#### [Given request]
Return each line of the records below that contains the string "background", matching case exactly.

Records from a data collection
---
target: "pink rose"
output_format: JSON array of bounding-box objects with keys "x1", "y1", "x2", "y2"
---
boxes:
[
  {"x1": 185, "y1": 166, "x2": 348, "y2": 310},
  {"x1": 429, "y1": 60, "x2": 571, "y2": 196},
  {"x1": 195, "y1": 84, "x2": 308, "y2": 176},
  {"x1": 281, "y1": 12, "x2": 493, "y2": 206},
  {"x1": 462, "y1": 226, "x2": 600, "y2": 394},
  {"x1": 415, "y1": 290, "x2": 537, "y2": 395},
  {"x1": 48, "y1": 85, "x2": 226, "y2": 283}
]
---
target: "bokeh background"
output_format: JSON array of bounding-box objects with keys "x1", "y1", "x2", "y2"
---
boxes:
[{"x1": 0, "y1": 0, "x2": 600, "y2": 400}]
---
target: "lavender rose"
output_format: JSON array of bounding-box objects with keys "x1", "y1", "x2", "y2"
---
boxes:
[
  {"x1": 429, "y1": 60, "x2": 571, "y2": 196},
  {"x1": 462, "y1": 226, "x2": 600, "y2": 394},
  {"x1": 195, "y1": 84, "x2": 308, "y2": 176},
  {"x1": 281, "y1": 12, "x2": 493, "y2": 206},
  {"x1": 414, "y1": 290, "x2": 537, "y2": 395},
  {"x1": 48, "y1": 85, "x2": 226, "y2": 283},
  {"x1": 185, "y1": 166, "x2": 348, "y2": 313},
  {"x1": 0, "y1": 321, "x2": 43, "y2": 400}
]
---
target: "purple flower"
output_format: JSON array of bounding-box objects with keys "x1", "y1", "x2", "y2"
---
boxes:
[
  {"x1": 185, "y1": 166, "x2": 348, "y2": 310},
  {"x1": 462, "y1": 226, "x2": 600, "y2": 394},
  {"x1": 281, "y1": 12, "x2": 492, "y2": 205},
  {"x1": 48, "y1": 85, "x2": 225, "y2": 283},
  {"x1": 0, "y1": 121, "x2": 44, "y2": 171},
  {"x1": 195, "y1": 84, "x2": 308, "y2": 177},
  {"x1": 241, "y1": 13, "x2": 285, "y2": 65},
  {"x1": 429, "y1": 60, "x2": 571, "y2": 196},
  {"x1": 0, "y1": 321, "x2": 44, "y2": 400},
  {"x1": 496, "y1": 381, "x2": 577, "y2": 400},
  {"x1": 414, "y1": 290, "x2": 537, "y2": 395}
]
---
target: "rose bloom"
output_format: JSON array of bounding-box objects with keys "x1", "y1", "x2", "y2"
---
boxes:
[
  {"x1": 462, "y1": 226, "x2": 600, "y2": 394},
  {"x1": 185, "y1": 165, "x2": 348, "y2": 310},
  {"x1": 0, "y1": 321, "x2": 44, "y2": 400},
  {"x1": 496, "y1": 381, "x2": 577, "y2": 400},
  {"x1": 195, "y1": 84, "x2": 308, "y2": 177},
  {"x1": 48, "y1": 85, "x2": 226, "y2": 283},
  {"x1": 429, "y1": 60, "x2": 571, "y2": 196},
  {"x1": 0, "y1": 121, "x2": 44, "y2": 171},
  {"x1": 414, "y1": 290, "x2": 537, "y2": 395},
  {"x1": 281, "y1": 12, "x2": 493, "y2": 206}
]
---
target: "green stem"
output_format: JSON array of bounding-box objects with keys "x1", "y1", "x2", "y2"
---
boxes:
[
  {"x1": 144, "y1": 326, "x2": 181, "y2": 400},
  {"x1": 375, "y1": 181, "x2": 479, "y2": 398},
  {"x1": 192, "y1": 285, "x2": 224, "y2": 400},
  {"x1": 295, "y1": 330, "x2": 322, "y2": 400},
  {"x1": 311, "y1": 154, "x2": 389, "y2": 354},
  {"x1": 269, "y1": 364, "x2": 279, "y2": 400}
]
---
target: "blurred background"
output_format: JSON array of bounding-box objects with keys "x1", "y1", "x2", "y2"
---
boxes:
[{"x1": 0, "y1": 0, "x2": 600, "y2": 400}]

#### [Task answer]
target: "bokeh background"
target: "blurred background"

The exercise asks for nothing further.